- _PENGGALAN DOKUMEN_
==*==
Langsung ke konten utama

TAHUN BERAPAKAH SEKARANG ? (Bagian Kedua: Kalender Hijriyah)


DALAM TULISAN terdahulu kita telah membicarakan kalender Masehi yang berdasarkan matahari (solar). Kini kita membahas kalender Hijriyah yang berdasarkan bulan (lunar). Meskipun negara kita memakai kalender Masehi sebagai almanak resmi, kalender Hijriyah tidaklah mungkin kita abaikan, sebab mayoritas bangsa kita memeluk agama Islam yang menggunakan kalender Hijriyah untuk menentukan saat berlangsungnya puasa Ramadhan dan Idul Fitri, ibadah haji dan Idul Adha, masa iddah istri yang ditinggal suami, perhitungan zakat tahunan, dan sebagainya.


Kalender Arab Pra-Islam

Sebelum kedatangan agama Islam yang dibawa Nabi Muhammad s.a.w., masyarakat Arab memakai kalender lunisolar, yaitu kalender lunar yang disesuaikan dengan matahari. Awal tahun (Ra’s as-Sanah = Kepala Tahun) selalu berlangsung setelah berakhirnya musim panas sekitar September. Bulan pertama dinamai Muharram, sebab pada bulan itu semua suku atau kabilah di Semenanjung Arabia sepakat untuk mengharamkan peperangan. Pada bulan Oktober daun-daun menguning sehingga bulan itu dinamai Shafar (“kuning”). Bulan November dan Desember pada musim gugur (rabi`) berturut-turut dinamai Rabi`ul-Awwal dan Rabi`ul-Akhir. Januari dan Februari adalah musim dingin (jumad atau “beku”) sehingga dinamai Jumadil-Awwal dan Jumadil-Akhir. Kemudian salju mencair (Rajab) pada bulan Maret.

Bulan April di musim semi merupakan bulan Sya`ban (syi`b = lembah), saat turun ke lembah-lembah untuk mengolah tanah pertanian atau menggembala ternak. Pada bulan Mei suhu mulai membakar kulit, lalu suhu meningkat pada bulan Juni. Inilah bulan-bulan Ramadhan (“pembakaran”) dan Syawwal (“peningkatan”). Bulan Juli merupakan puncak musim panas yang membuat orang lebih senang duduk di rumah daripada bepergian, sehingga bulan ini dinamai Dzulqa`dah (qa`id = duduk). Akhirnya, Agustus dinamai Dzulhijjah, sebab pada bulan itu masyarakat Arab menunaikan ibadah haji ajaran nenek moyang mereka, Nabi Ibrahim a.s.
==*==
- _Catatan Hasil Ekstraksi_
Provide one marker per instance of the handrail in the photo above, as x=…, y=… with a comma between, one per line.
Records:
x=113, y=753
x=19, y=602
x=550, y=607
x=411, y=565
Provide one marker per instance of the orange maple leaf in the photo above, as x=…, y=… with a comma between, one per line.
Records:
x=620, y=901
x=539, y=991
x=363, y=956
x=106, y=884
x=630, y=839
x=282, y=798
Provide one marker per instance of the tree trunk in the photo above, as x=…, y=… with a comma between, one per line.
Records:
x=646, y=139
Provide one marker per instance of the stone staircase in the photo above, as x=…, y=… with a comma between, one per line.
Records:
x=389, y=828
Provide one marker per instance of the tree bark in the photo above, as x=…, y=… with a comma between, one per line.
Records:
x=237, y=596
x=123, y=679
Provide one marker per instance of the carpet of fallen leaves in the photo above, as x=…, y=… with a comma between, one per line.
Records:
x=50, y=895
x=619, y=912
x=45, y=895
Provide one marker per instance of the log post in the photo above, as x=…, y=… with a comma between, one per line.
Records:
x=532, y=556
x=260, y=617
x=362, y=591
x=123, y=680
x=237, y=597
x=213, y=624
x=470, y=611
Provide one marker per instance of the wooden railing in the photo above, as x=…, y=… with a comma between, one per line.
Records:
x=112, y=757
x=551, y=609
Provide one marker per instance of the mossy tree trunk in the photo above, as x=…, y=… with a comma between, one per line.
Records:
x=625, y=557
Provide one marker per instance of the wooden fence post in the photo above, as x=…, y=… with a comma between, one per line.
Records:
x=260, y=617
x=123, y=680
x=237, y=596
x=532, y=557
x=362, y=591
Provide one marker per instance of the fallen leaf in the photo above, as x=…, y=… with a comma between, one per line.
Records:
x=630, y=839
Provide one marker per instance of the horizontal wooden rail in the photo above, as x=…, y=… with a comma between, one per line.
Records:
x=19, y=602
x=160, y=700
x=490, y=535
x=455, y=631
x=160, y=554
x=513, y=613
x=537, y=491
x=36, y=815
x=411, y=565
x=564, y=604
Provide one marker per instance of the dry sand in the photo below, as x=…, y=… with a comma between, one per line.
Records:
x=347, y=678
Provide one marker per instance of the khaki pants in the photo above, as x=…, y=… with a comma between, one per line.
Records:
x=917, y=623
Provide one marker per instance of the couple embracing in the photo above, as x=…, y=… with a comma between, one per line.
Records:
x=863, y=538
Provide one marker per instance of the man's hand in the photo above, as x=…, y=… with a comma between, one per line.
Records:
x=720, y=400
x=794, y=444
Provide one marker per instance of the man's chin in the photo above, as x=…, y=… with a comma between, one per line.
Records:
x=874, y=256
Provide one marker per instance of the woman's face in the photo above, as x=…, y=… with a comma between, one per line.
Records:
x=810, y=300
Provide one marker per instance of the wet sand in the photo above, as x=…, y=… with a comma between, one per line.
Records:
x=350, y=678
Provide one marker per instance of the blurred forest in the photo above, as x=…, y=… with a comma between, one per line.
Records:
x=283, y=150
==*==
- _TUGAS A_
Jelaskan dalam satu sampai tiga kalimat alasan bulan Juli dinamai Dzulqa`dah menurut tulisan tentang kalender Hijriyah.
- _TUGAS B_
Teruskan tulisan tentang kalender Hijriyah, dimulai sesudah kalimat terakhir yang tercantum.

- _JAWABAN YANG DIHARAPKAN A_
Bulan Juli merupakan puncak musim panas sehingga orang lebih senang duduk di rumah daripada bepergian. Karena itu bulan ini dinamai Dzulqa`dah, dari kata qa`id yang berarti duduk.

- _JAWABAN YANG DIHARAPKAN B_
Setiap bulan diawali saat munculnya hilal, berselang-seling 30 atau 29 hari, sehingga 354 hari setahun, 11 hari lebih cepat dari kalender solar yang setahunnya 365 hari. Agar kembali sesuai dengan perjalanan matahari dan agar tahun baru selalu jatuh pada awal musim gugur, maka dalam setiap periode 19 tahun ada tujuh buah tahun yang jumlah bulannya 13 (satu tahunnya 384 hari). Bulan interkalasi atau bulan ekstra ini disebut nasi’ yang ditambahkan pada akhir tahun sesudah Dzul-Hijjah.

Ternyata tidak semua kabilah di Semenanjung Arabia sepakat mengenai tahun-tahun mana saja yang mempunyai bulan nasi’. Masing-masing kabilah seenaknya menentukan bahwa tahun yang satu 13 bulan dan tahun yang lain cuma 12 bulan. Lebih celaka lagi jika suatu kaum memerangi kaum lainnya pada bulan Muharram (bulan terlarang untuk berperang) dengan alasan perang itu masih dalam bulan nasi’, belum masuk Muharram, menurut kalender mereka. Akibatnya, masalah bulan interkalasi ini banyak menimbulkan permusuhan di kalangan masyarakat Arab yang saat itu masih dalam suasana jahiliyah.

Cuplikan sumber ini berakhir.